:: Extrait du texte
Opinion
Être Musulmans à
l'ère de la mondialisation
Tariq
Ramadan
Tariq
Ramadan
Lundi 6 août 2012
Que l’on vive dans une société
majoritairement musulmane ou en tant que
minorité religieuse, en Orient ou en
Occident, être musulmans est devenu
synonyme de questionnements, de
problèmes, de tensions, de méfiance,
voire de conflits et de guerres. Le
phénomène est désormais global et sa
normalisation a des conséquences sur les
perceptions, les relations, les discours
et les politiques qui se déterminent au
niveau local, régional, national et
international. Il n’est pas une semaine
qui passe sans que, à un endroit du
monde, la « question de l’islam » soit
abordée au travers d’une controverse
locale, d’un conflit régional, d’un
débat national soit encore à travers les
courants extrémistes violents, ou les
littéralistes, ou encore les islamistes
qui accèdent au pouvoir en Tunisie, au
Maroc, en Égypte (et ce des années après
avoir gagné les élections en Palestine).
::::
:: Matériel présenté
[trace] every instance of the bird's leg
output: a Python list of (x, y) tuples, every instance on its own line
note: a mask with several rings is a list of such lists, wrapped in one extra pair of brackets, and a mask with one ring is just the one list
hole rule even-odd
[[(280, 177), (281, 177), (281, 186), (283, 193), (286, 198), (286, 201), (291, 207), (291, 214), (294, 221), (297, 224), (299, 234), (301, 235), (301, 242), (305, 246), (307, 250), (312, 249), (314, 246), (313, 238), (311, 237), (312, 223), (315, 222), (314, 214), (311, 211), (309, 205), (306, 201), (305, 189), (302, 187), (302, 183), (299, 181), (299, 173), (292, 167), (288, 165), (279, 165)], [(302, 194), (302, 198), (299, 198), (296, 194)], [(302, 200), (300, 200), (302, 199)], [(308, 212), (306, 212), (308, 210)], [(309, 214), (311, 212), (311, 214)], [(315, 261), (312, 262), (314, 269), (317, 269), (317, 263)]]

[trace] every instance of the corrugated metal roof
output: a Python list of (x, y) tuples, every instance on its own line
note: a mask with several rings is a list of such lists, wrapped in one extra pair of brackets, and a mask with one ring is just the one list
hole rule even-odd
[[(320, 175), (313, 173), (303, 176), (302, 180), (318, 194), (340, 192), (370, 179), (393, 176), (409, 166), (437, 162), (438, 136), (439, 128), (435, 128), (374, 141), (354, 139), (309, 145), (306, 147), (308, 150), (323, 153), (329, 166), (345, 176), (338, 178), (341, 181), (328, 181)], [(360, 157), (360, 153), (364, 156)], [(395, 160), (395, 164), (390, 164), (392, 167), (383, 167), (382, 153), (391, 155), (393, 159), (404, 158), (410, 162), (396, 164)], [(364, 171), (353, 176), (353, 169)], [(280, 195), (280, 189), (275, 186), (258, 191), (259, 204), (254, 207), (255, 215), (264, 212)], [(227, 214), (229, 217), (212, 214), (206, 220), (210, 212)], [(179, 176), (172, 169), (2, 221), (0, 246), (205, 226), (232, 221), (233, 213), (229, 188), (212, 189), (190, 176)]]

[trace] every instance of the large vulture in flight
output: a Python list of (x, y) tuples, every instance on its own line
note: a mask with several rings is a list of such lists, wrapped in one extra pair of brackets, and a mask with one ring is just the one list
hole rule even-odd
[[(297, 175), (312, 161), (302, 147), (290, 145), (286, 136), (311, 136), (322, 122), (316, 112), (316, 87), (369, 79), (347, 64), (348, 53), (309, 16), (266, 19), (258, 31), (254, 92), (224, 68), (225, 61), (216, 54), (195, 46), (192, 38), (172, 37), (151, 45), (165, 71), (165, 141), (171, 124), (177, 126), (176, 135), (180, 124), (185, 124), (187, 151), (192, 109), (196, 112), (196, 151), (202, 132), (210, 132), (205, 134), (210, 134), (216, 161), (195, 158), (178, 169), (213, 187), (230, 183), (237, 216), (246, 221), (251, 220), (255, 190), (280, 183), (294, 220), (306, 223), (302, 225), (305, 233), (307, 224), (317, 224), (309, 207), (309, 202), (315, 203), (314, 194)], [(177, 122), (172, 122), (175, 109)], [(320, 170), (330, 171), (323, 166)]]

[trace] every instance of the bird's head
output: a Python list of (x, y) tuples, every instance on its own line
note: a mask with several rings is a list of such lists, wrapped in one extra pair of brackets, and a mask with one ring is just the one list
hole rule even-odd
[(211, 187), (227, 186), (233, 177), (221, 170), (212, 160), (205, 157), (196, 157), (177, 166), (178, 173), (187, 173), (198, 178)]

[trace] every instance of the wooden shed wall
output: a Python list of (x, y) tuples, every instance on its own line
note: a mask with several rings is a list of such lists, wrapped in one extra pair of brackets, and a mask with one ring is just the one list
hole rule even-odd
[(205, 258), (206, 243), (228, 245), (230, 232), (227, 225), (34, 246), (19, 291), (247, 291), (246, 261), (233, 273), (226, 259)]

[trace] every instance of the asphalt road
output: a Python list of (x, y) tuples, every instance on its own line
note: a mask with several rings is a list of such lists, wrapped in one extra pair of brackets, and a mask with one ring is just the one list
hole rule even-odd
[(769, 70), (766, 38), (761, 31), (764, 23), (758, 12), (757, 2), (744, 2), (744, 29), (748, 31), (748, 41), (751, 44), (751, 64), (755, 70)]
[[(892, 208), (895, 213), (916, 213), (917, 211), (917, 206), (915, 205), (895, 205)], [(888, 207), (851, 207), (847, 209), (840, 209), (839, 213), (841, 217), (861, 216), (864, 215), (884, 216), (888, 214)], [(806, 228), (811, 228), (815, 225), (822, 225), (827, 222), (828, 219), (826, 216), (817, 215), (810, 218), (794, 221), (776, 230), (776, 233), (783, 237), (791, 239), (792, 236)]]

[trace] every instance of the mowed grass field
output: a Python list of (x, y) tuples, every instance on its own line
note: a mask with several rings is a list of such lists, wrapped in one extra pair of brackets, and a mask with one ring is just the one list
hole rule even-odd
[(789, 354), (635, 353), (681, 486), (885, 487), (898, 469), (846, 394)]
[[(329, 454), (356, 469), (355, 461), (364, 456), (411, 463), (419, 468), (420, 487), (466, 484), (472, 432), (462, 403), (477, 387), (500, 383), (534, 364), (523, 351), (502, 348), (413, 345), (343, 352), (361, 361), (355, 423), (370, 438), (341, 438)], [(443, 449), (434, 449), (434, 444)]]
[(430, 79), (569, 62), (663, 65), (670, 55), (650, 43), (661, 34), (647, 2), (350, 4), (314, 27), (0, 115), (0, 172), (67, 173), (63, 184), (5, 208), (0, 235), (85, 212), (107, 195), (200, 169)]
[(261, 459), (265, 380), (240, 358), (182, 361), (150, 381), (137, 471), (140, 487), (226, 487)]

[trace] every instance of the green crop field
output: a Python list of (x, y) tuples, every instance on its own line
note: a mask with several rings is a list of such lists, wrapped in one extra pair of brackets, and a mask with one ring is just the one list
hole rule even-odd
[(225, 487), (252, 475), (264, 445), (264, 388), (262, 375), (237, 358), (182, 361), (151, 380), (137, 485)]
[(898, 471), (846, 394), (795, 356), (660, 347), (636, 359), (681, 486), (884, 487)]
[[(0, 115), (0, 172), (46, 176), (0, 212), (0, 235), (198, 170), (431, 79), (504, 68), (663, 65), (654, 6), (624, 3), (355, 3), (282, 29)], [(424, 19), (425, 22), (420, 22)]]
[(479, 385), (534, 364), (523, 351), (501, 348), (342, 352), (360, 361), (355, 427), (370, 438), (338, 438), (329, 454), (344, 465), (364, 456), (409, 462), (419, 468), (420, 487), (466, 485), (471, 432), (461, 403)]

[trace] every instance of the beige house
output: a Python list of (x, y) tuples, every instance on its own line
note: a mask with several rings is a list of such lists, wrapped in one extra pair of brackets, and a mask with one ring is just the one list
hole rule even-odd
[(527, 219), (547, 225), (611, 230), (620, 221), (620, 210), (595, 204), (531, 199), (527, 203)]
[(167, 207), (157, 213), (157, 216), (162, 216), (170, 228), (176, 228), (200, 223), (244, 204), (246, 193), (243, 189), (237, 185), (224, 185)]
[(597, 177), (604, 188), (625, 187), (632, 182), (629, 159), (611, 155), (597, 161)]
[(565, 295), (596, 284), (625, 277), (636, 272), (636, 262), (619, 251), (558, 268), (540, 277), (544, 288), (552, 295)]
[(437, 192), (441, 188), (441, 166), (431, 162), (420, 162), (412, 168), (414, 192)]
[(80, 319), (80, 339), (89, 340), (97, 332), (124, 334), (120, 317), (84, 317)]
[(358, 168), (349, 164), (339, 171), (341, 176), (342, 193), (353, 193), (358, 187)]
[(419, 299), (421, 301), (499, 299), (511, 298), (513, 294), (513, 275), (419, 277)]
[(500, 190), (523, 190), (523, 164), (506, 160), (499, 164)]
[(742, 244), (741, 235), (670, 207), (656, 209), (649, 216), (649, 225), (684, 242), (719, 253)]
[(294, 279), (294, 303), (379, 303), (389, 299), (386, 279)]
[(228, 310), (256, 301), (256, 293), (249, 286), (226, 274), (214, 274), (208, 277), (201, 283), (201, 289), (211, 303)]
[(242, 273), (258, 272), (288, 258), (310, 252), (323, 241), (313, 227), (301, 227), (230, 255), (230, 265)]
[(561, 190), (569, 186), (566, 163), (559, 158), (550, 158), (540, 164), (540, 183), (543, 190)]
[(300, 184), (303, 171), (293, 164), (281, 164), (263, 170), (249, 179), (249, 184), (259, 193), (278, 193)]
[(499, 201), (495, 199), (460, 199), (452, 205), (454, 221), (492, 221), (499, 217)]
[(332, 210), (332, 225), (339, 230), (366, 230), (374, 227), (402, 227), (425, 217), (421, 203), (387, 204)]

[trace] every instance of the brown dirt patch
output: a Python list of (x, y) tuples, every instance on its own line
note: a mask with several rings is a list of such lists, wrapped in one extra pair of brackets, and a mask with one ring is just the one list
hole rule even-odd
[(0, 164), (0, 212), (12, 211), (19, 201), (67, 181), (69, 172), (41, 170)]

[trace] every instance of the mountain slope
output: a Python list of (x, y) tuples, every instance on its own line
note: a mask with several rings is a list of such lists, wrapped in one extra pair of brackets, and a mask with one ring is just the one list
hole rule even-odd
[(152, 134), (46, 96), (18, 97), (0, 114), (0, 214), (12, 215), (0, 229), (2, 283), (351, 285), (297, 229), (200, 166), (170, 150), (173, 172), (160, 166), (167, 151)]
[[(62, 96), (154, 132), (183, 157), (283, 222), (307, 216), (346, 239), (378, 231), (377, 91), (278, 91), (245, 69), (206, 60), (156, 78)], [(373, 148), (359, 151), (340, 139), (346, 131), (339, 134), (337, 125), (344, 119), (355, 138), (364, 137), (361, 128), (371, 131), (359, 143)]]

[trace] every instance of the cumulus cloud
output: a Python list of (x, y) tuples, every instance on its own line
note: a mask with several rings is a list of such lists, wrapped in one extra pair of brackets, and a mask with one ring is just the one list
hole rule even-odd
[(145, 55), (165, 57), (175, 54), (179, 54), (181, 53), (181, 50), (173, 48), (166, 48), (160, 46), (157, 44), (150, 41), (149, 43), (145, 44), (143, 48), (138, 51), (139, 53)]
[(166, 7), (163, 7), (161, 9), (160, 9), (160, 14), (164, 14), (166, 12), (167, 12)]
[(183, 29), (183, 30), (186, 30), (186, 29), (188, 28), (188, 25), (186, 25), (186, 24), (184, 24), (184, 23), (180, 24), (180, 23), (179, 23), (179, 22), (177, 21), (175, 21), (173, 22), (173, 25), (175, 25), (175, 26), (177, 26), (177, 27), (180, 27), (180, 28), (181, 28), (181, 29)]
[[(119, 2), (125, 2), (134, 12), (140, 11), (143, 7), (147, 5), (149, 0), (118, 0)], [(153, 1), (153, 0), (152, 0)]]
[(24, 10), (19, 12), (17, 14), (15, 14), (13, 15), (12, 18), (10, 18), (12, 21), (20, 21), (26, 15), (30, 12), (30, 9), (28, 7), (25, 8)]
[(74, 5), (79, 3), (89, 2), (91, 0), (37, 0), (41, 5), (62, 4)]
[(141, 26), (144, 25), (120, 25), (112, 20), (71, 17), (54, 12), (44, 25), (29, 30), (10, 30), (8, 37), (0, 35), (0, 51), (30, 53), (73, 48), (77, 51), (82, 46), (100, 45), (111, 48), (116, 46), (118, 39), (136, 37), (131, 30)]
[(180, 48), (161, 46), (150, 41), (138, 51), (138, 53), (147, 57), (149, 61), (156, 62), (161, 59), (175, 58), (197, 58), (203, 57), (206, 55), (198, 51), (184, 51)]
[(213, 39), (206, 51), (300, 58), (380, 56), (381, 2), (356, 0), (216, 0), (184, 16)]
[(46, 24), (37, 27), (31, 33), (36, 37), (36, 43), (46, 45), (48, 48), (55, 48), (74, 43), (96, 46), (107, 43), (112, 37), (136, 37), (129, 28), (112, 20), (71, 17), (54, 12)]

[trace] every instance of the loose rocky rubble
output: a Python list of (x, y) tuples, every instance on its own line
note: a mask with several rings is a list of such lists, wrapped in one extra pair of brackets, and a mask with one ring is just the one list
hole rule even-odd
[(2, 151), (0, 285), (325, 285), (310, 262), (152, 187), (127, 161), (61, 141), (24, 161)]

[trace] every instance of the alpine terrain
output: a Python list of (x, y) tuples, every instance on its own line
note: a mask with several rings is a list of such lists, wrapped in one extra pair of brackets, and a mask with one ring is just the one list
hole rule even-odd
::::
Consignes
1) Les affirmations (a), (b) et (c) concordent-elles avec l'extrait sur l'islam à l'ère de la mondialisation ? Pour chacune, répondez par oui ou par non en citant les mots décisifs de l'extrait.
(a) Le phénomène décrit se limite à l'Occident.
(b) Des islamistes accèdent au pouvoir en Tunisie, au Maroc et en Égypte.
(c) La « question de l'islam » n'est abordée qu'environ une fois par an.
2) Prolongez l'extrait sur l'islam à l'ère de la mondialisation à partir de sa dernière phrase.
Les enregistrements forment un matériau distinct de l'extrait.

Réponses fournies
1)
(a) Non : « Le phénomène est désormais global ».
(b) Oui : « les islamistes qui accèdent au pouvoir en Tunisie, au Maroc, en Égypte ».
(c) Non : « Il n’est pas une semaine qui passe sans que, à un endroit du monde, la « question de l’islam » soit abordée ».

2)
L’islam, au-delà même des
interprétations extrêmes ou
littéralistes ou politiques, fait
problème et la globalisation de
l’information renforce une psychologie
collective mondiale qui est en train de
rendre naturel, d’une part, le doute, la
méfiance, voire la stigmatisation et,
d’autre part (du côté des musulmans),
des réactions défensives, qui vont d’une
mentalité de victime à une agressivité
parfois incontrôlée. Une époque bien
difficile pour les musulmans qui
doivent, localement et mondialement,
faire face à de nombreux défis.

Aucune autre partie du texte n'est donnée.